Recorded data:
__________
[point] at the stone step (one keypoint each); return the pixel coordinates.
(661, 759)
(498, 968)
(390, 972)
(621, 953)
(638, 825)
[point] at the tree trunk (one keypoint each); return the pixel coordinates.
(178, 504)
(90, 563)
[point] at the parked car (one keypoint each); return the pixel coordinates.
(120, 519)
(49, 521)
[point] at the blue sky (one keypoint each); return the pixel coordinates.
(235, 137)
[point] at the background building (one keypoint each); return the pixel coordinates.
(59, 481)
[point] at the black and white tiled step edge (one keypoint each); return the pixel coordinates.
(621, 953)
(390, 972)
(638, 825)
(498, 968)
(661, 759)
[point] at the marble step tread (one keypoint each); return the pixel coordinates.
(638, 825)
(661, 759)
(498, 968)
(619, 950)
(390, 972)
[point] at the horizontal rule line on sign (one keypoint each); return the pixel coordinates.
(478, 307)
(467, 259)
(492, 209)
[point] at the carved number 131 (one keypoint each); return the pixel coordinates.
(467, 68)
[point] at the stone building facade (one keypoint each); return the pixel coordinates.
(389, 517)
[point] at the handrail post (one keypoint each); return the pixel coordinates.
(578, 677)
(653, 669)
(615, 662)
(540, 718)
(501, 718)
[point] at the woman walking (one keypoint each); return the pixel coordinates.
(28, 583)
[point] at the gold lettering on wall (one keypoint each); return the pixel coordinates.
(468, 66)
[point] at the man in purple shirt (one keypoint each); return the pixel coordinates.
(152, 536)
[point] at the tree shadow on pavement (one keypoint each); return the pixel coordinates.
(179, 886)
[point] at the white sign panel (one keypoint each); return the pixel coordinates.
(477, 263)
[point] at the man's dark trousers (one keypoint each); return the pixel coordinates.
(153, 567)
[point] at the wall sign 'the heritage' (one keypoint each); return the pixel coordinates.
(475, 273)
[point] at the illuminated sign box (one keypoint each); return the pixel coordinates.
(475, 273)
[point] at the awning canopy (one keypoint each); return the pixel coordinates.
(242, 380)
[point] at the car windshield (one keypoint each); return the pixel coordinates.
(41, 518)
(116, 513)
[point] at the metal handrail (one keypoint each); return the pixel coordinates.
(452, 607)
__________
Directions for this task:
Restate every line of the data word for word.

Task response:
[point] at the stone step (one keypoint each); return the pixel coordinates.
(661, 759)
(498, 968)
(390, 972)
(621, 953)
(638, 825)
[point] at the tree trunk (one keypoint each); return the pixel coordinates.
(178, 504)
(90, 563)
[point] at the parked car (one keypoint each); return the pixel coordinates.
(120, 519)
(49, 521)
[point] at the blue sky (one keypoint each); return the pixel coordinates.
(235, 137)
[point] at the background building (one keypoint each); return the pixel coordinates.
(59, 481)
[point] at the black and white tiled step edge (one keypoint each); return the pixel coordinates.
(621, 953)
(390, 972)
(638, 825)
(498, 968)
(661, 759)
[point] at the marble step tread (one keypoint each); return the pixel coordinates.
(638, 825)
(661, 759)
(498, 968)
(619, 950)
(390, 972)
[point] at the horizontal rule line on sign (one keypoint each); return the pixel coordinates.
(478, 307)
(467, 259)
(492, 209)
[point] at the carved number 131 (one keypoint each); return the pixel coordinates.
(467, 68)
[point] at the stone building facade (one keypoint each); return the pixel coordinates.
(389, 517)
[point] at the handrail post (one keypoint each); return the pixel coordinates.
(578, 677)
(653, 669)
(615, 662)
(540, 718)
(501, 718)
[point] at the woman walking (one keypoint each); return the pixel coordinates.
(28, 583)
[point] at the gold lettering on wall (one keypoint each); return the pixel coordinates.
(468, 66)
[point] at the man in purple shirt (one keypoint each); return the pixel coordinates.
(152, 536)
[point] at the tree shadow on pavement (one keypoint each); return the pixel coordinates.
(179, 886)
[point] at the white sign panel (one keypoint each); return the pixel coordinates.
(477, 263)
[point] at the man's dark trousers (one keypoint each); return the pixel coordinates.
(153, 567)
[point] at the wall sign 'the heritage' (one keypoint each); return the pixel coordinates.
(475, 273)
[point] at the illuminated sign box (one keypoint each); return the pixel coordinates.
(475, 273)
[point] at the awning canopy (one keypoint each); return the pixel coordinates.
(242, 380)
[point] at the car windshield (one keypoint each); return the pixel coordinates.
(41, 518)
(116, 513)
[point] at the metal handrail (one keypoint each); return the pixel coordinates.
(452, 607)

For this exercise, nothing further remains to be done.